++++ PROVIDED INFORMATION ++++

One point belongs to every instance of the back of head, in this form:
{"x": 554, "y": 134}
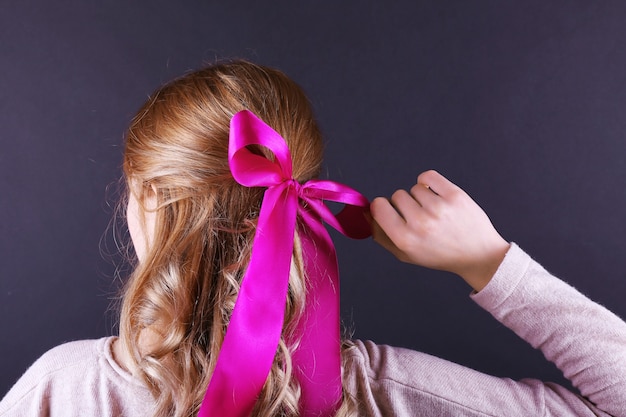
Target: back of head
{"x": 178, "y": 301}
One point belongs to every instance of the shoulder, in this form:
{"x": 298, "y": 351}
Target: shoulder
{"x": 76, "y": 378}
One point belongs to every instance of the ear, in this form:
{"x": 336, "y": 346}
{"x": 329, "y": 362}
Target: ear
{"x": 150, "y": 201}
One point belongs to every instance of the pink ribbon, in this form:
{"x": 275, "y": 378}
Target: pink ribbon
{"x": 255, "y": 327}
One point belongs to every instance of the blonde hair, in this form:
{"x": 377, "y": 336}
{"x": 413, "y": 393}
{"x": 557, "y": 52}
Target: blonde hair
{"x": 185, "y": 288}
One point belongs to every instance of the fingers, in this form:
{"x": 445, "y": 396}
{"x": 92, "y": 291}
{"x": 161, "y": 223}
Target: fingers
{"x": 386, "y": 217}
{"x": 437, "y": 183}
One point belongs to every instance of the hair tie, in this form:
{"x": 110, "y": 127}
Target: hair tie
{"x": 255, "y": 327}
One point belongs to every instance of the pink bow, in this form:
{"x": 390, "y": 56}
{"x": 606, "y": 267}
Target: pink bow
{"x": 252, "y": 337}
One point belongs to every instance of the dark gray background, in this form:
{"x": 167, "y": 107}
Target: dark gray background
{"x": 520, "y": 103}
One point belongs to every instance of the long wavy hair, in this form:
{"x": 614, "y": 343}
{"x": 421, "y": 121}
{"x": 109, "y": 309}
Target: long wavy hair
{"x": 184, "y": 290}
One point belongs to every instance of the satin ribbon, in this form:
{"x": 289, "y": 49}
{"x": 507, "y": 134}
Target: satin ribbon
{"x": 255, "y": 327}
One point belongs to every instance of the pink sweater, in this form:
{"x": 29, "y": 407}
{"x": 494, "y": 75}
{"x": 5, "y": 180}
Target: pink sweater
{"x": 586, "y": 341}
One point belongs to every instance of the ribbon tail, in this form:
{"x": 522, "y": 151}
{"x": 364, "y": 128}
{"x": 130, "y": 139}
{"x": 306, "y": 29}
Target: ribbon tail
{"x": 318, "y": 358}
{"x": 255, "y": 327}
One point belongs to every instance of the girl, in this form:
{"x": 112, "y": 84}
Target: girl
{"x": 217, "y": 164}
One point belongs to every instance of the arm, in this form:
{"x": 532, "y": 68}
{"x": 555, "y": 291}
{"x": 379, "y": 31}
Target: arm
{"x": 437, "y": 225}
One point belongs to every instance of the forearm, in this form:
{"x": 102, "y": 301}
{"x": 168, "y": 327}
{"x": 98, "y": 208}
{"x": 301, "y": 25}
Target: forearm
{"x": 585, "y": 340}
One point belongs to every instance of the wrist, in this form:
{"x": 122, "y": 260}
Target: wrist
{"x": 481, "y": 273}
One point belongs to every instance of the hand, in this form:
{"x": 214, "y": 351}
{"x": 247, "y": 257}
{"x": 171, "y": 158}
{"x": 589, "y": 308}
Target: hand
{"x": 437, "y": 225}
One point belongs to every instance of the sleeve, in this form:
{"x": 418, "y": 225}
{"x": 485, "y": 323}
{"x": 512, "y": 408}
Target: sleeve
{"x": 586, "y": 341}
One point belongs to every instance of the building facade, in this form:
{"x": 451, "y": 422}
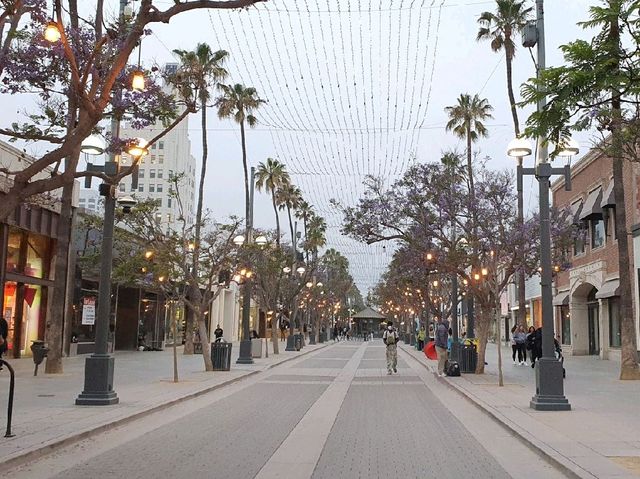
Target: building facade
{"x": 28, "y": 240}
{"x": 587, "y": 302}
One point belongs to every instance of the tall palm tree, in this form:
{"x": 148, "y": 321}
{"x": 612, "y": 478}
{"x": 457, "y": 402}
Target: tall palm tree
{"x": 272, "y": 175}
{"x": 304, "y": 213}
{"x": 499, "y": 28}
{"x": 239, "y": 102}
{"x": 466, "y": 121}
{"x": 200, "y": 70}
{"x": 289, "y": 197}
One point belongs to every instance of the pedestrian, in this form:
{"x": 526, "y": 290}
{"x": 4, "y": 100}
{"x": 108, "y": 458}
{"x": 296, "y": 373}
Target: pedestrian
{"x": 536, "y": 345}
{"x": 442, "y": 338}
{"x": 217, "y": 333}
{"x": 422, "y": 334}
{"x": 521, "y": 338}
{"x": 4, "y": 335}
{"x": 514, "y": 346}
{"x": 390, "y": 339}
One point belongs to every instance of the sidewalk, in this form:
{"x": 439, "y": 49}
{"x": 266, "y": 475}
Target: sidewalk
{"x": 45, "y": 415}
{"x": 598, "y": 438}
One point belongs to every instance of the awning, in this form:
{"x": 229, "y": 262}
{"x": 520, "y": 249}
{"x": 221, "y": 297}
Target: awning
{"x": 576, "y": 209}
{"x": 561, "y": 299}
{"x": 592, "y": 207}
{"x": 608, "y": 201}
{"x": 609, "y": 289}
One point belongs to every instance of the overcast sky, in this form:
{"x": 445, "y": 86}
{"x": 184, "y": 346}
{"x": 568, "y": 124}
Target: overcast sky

++++

(WHAT THE TASK ASKS) Repeat verbatim all the material, but not the pictures.

(EXERCISE RESULT)
One point belongs to every instance of the back of head, in this form:
{"x": 554, "y": 134}
Target: back of head
{"x": 178, "y": 301}
One point belongs to every instance of the shoulder, in this form:
{"x": 298, "y": 351}
Target: shoulder
{"x": 76, "y": 378}
One point belongs to every instance of the ear, in this form:
{"x": 336, "y": 346}
{"x": 329, "y": 362}
Target: ear
{"x": 150, "y": 201}
One point belongs to every instance of the pink ribbon, in this form:
{"x": 275, "y": 378}
Target: pink ribbon
{"x": 255, "y": 327}
One point belongs to every instance of the blonde hair, in this form:
{"x": 377, "y": 336}
{"x": 413, "y": 393}
{"x": 557, "y": 52}
Target: blonde hair
{"x": 185, "y": 288}
One point belongs to every instance of the fingers, in this form:
{"x": 445, "y": 396}
{"x": 92, "y": 291}
{"x": 161, "y": 223}
Target: fingers
{"x": 386, "y": 217}
{"x": 437, "y": 183}
One point belongs to every instance of the hair tie, in this form:
{"x": 110, "y": 127}
Target: hair tie
{"x": 255, "y": 327}
One point belongs to every instance of the pink bow, in this form:
{"x": 390, "y": 56}
{"x": 606, "y": 267}
Target: pink bow
{"x": 252, "y": 337}
One point belongs to every instance of the dark gray background, in this form:
{"x": 167, "y": 107}
Target: dark gray background
{"x": 520, "y": 103}
One point belongs to every instance of the long wavy hair, in this form:
{"x": 614, "y": 343}
{"x": 421, "y": 121}
{"x": 109, "y": 309}
Target: long wavy hair
{"x": 184, "y": 290}
One point belongs to every instance of the satin ribbon, in this form:
{"x": 289, "y": 49}
{"x": 507, "y": 134}
Target: satin ribbon
{"x": 255, "y": 327}
One point belongs to every instance of the pink sweater, in this form:
{"x": 29, "y": 407}
{"x": 494, "y": 75}
{"x": 5, "y": 180}
Target: pink sweater
{"x": 586, "y": 341}
One point belongs to every instance of the ribbon tail, in this form:
{"x": 522, "y": 151}
{"x": 364, "y": 128}
{"x": 130, "y": 139}
{"x": 306, "y": 29}
Target: ribbon tail
{"x": 318, "y": 358}
{"x": 255, "y": 327}
One point belongs to every instance of the girl, in this form:
{"x": 112, "y": 84}
Target: girl
{"x": 217, "y": 164}
One point belongs to every instance of the arm, in this form:
{"x": 532, "y": 68}
{"x": 555, "y": 291}
{"x": 379, "y": 31}
Target: arm
{"x": 437, "y": 225}
One point belongs to every instance of the forearm, in this form:
{"x": 102, "y": 301}
{"x": 168, "y": 327}
{"x": 98, "y": 208}
{"x": 301, "y": 25}
Target: forearm
{"x": 585, "y": 340}
One point belongs to every instance of the wrist, in this form:
{"x": 122, "y": 260}
Target: wrist
{"x": 481, "y": 273}
One point belongs to every instance of the hand, in this form:
{"x": 214, "y": 351}
{"x": 247, "y": 257}
{"x": 171, "y": 158}
{"x": 589, "y": 308}
Target: hand
{"x": 437, "y": 225}
One point belongs to every instance of the sleeve, in this form:
{"x": 418, "y": 225}
{"x": 485, "y": 323}
{"x": 512, "y": 408}
Target: sleeve
{"x": 586, "y": 341}
One point belongs to every instance of the building facade, in this form:
{"x": 451, "y": 422}
Target: building facade
{"x": 28, "y": 240}
{"x": 587, "y": 302}
One point belongs to every instance of the tall palm tree, in this form:
{"x": 148, "y": 321}
{"x": 612, "y": 478}
{"x": 457, "y": 402}
Target: tall palm tree
{"x": 272, "y": 175}
{"x": 304, "y": 213}
{"x": 499, "y": 28}
{"x": 239, "y": 102}
{"x": 466, "y": 121}
{"x": 200, "y": 70}
{"x": 289, "y": 197}
One point belongs to every instance of the pedestrian, in this form:
{"x": 526, "y": 290}
{"x": 4, "y": 100}
{"x": 108, "y": 458}
{"x": 296, "y": 373}
Target: pedestrian
{"x": 536, "y": 345}
{"x": 442, "y": 338}
{"x": 217, "y": 333}
{"x": 422, "y": 334}
{"x": 521, "y": 338}
{"x": 4, "y": 335}
{"x": 514, "y": 346}
{"x": 390, "y": 339}
One point belongs to every instance of the sidewalk, in this form:
{"x": 439, "y": 49}
{"x": 266, "y": 475}
Target: sidewalk
{"x": 45, "y": 415}
{"x": 598, "y": 438}
One point belongs to every instance of the awning, in this form:
{"x": 229, "y": 262}
{"x": 520, "y": 249}
{"x": 221, "y": 297}
Target: awning
{"x": 576, "y": 209}
{"x": 561, "y": 299}
{"x": 592, "y": 207}
{"x": 608, "y": 201}
{"x": 609, "y": 289}
One point belongs to every instance of the overcast sky, in this form:
{"x": 445, "y": 86}
{"x": 184, "y": 346}
{"x": 568, "y": 124}
Target: overcast sky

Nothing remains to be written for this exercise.